- Required work -
Write each entry out again exactly as it was given.

- Collection entries -
===
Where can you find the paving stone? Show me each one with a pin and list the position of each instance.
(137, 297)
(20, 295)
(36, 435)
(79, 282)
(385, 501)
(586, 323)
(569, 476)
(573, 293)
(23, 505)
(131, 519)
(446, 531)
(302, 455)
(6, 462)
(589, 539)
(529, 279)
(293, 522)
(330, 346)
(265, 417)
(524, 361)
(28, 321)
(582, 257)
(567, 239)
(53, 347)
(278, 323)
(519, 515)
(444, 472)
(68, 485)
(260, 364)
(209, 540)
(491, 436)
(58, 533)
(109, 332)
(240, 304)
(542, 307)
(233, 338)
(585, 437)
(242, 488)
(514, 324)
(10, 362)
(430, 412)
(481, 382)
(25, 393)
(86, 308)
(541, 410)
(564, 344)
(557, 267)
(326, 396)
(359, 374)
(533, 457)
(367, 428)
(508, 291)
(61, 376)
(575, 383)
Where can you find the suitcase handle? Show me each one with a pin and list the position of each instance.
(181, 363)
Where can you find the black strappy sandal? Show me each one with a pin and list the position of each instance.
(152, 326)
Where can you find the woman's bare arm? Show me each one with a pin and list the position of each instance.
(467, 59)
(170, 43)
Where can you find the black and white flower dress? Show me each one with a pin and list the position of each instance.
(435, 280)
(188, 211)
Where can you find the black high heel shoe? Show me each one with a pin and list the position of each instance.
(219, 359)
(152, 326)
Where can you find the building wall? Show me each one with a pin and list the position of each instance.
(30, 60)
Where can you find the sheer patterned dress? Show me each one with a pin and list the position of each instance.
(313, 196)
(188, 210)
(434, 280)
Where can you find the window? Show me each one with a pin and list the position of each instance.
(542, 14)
===
- Answer -
Where can you find the paving stone? Show me each one with a pin and list the position of each instance.
(137, 297)
(20, 295)
(36, 435)
(79, 282)
(385, 501)
(586, 323)
(569, 476)
(573, 293)
(23, 505)
(131, 519)
(446, 531)
(302, 455)
(6, 462)
(589, 539)
(529, 279)
(293, 522)
(330, 346)
(265, 417)
(524, 361)
(28, 321)
(582, 257)
(567, 239)
(53, 347)
(278, 323)
(519, 515)
(444, 472)
(68, 485)
(260, 364)
(209, 540)
(491, 436)
(58, 533)
(109, 332)
(240, 304)
(542, 307)
(233, 338)
(585, 437)
(242, 488)
(514, 324)
(10, 362)
(430, 412)
(481, 382)
(25, 393)
(86, 308)
(541, 410)
(564, 344)
(557, 267)
(326, 396)
(359, 374)
(533, 457)
(367, 428)
(508, 291)
(61, 376)
(575, 383)
Where can you find the suitcase handle? Show me each one with a pin and list the position of each instance.
(181, 363)
Where can you find the black strappy sandal? Show me each one with a pin and list the position of each instance.
(152, 326)
Where can you find the woman's bare arm? Show me each one with a pin and list the position of each instance.
(467, 59)
(170, 43)
Where can you find the black and white flower dress? Show me each one with a pin and list the position of each instance.
(435, 280)
(188, 211)
Where can you find the black high heel shoe? Show me each one with a pin and list the position of each instance.
(219, 359)
(152, 326)
Where can you find the building wall? Show me each one with a pin and list the position of each instance.
(30, 60)
Where can you find the sheer patterned dress? Show me each one with a pin and list the position of each instance.
(313, 196)
(188, 210)
(434, 280)
Where can you find the window? Show me each one with a pin and list the position of each instance.
(542, 14)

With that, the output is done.